- [WHAT THIS TASK INVOLVES]: In the entries below, find every line that contains the word "building" and report each one, copied in full.

--- Start of RECORDS FOR THE EXERCISE ---

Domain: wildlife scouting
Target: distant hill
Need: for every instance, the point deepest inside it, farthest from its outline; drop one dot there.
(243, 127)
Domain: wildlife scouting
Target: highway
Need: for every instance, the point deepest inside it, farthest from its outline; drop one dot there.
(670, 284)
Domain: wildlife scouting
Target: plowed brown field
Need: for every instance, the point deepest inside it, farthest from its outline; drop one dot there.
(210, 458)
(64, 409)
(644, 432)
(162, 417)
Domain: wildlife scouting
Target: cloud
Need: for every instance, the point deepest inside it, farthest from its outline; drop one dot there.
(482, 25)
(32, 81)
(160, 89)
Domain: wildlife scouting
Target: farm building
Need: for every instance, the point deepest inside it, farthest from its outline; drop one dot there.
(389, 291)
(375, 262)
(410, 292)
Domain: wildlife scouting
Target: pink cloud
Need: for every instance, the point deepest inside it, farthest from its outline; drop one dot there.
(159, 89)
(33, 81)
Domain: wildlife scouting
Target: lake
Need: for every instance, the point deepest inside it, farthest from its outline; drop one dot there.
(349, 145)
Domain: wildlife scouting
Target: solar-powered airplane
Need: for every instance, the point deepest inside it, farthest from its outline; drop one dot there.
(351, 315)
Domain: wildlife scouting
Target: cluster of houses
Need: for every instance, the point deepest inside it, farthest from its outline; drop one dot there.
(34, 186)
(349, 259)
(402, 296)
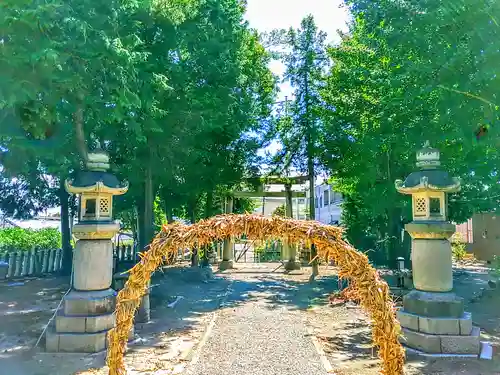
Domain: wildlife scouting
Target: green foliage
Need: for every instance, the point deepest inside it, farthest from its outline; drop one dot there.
(495, 267)
(280, 211)
(26, 239)
(458, 247)
(178, 88)
(267, 252)
(401, 76)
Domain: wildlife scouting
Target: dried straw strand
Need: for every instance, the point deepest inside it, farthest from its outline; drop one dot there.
(373, 292)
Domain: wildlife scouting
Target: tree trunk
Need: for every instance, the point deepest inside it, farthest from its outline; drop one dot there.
(208, 212)
(67, 250)
(169, 212)
(79, 132)
(148, 223)
(312, 206)
(194, 251)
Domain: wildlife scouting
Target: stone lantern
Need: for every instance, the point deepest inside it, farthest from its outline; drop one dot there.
(88, 312)
(433, 317)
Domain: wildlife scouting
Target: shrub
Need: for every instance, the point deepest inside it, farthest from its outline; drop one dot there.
(458, 247)
(26, 239)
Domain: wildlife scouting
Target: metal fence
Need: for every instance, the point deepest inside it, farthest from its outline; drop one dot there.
(34, 262)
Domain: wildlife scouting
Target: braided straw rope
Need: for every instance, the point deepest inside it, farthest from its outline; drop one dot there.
(373, 291)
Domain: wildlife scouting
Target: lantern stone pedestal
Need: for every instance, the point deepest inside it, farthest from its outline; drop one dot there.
(433, 319)
(87, 314)
(289, 256)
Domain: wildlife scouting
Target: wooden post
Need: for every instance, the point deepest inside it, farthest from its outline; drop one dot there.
(24, 263)
(31, 261)
(12, 264)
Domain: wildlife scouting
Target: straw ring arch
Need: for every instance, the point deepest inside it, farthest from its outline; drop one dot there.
(372, 290)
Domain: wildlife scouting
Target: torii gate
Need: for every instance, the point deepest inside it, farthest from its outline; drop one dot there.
(289, 253)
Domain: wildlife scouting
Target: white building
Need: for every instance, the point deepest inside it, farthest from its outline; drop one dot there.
(328, 204)
(328, 208)
(268, 205)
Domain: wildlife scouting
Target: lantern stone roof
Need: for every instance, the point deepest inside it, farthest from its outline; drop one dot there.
(429, 177)
(96, 178)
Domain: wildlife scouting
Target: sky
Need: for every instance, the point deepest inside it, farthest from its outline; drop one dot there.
(266, 15)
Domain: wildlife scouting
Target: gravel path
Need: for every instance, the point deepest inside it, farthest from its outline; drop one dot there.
(259, 338)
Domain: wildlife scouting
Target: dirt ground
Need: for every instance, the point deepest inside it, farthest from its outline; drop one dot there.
(164, 346)
(344, 333)
(159, 346)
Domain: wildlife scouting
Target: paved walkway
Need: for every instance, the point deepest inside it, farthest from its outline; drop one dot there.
(254, 335)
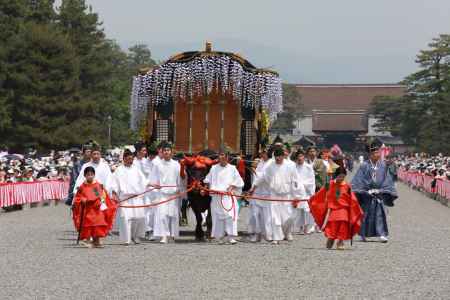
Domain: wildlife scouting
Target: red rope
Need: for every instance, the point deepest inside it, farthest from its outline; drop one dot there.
(172, 198)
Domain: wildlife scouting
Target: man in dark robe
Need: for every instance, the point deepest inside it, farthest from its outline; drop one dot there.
(86, 157)
(374, 187)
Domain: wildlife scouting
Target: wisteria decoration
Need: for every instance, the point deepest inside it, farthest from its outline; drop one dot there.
(198, 76)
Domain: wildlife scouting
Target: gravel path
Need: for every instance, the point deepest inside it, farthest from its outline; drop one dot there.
(38, 260)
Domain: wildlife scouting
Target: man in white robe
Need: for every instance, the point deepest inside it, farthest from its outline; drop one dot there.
(259, 213)
(128, 181)
(224, 177)
(145, 164)
(303, 219)
(168, 182)
(282, 180)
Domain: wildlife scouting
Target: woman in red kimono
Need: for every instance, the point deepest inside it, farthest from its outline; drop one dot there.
(336, 210)
(93, 210)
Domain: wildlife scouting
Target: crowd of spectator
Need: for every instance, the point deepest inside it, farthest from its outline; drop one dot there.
(436, 166)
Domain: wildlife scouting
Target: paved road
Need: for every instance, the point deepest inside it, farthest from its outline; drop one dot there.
(38, 260)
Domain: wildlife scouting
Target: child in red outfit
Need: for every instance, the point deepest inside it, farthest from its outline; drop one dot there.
(98, 213)
(336, 210)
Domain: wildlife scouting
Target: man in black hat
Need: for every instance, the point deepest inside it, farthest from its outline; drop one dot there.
(374, 186)
(78, 164)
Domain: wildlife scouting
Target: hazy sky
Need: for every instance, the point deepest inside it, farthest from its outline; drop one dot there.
(314, 41)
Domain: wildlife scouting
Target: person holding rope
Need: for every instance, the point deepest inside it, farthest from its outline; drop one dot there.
(259, 212)
(127, 182)
(93, 211)
(146, 165)
(283, 182)
(224, 180)
(374, 186)
(303, 220)
(167, 181)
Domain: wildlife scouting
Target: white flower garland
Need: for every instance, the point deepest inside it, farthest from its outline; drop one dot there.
(198, 76)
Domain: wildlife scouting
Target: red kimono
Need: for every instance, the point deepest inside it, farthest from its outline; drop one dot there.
(344, 220)
(96, 222)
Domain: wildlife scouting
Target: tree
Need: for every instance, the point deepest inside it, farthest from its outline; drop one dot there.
(292, 110)
(44, 84)
(12, 16)
(421, 116)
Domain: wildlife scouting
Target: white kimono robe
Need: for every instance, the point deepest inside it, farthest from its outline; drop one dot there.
(308, 182)
(259, 212)
(147, 168)
(224, 210)
(126, 182)
(167, 173)
(283, 182)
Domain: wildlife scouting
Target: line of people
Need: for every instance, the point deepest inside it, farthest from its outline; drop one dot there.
(308, 194)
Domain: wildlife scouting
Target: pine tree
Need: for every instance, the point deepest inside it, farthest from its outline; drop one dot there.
(12, 16)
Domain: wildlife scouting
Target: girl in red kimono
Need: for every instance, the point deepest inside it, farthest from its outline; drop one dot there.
(336, 210)
(98, 213)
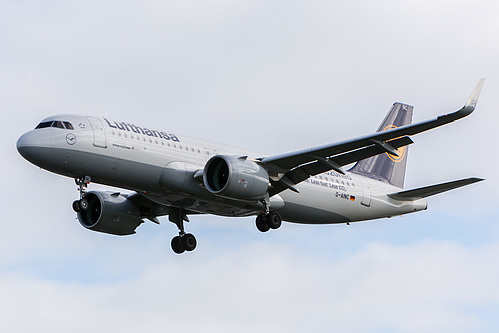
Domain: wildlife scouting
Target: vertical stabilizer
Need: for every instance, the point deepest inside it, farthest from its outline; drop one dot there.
(386, 167)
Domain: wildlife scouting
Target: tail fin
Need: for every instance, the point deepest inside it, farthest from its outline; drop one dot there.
(386, 167)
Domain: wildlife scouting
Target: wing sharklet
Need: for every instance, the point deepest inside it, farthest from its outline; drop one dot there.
(297, 158)
(423, 192)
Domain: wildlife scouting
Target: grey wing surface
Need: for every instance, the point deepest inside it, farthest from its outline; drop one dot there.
(289, 169)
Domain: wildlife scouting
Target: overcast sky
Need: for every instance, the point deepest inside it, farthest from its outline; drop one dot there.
(270, 76)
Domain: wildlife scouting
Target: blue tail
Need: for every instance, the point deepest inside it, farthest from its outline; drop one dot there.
(386, 167)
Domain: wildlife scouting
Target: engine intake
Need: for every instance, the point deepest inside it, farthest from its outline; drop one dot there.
(235, 178)
(110, 213)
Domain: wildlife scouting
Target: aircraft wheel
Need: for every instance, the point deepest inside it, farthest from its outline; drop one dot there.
(273, 220)
(189, 242)
(261, 223)
(83, 204)
(177, 245)
(76, 206)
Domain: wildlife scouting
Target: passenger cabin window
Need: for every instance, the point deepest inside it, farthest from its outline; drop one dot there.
(56, 123)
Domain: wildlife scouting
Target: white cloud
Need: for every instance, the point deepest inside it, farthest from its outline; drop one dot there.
(427, 287)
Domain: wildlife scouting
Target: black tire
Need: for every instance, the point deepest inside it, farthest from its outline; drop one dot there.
(261, 224)
(273, 220)
(76, 206)
(189, 242)
(177, 245)
(83, 204)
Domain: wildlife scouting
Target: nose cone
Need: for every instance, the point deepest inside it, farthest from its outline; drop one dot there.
(29, 147)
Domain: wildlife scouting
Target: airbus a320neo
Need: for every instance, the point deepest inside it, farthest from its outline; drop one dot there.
(171, 174)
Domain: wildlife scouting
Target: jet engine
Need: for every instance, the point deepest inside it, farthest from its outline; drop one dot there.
(235, 178)
(111, 213)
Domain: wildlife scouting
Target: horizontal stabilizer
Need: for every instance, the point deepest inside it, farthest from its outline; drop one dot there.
(427, 191)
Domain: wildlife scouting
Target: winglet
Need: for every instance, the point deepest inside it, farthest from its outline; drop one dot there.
(474, 96)
(467, 109)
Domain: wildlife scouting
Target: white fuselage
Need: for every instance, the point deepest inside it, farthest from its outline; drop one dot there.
(162, 166)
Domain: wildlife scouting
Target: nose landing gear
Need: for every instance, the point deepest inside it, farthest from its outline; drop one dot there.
(271, 220)
(183, 242)
(82, 204)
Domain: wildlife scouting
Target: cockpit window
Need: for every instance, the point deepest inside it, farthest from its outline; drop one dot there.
(58, 124)
(44, 124)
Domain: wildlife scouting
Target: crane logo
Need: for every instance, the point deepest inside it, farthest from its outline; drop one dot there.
(402, 151)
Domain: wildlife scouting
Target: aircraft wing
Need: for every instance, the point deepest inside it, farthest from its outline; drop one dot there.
(289, 169)
(423, 192)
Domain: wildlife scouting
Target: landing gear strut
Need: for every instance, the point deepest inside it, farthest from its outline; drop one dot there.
(183, 242)
(82, 204)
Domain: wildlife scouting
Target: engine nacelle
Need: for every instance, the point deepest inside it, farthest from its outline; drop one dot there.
(235, 178)
(111, 213)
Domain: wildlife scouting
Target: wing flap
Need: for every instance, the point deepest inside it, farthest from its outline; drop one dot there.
(290, 160)
(303, 172)
(423, 192)
(299, 165)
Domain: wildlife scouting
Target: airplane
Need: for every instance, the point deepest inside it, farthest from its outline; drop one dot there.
(175, 175)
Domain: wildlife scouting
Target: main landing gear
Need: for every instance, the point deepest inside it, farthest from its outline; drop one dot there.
(82, 204)
(183, 242)
(271, 220)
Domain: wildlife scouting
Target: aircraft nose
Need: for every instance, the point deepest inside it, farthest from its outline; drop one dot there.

--- End of RECORDS FOR THE EXERCISE ---

- [RESPONSE FOR THIS EXERCISE]:
Target: farm building
Target: white building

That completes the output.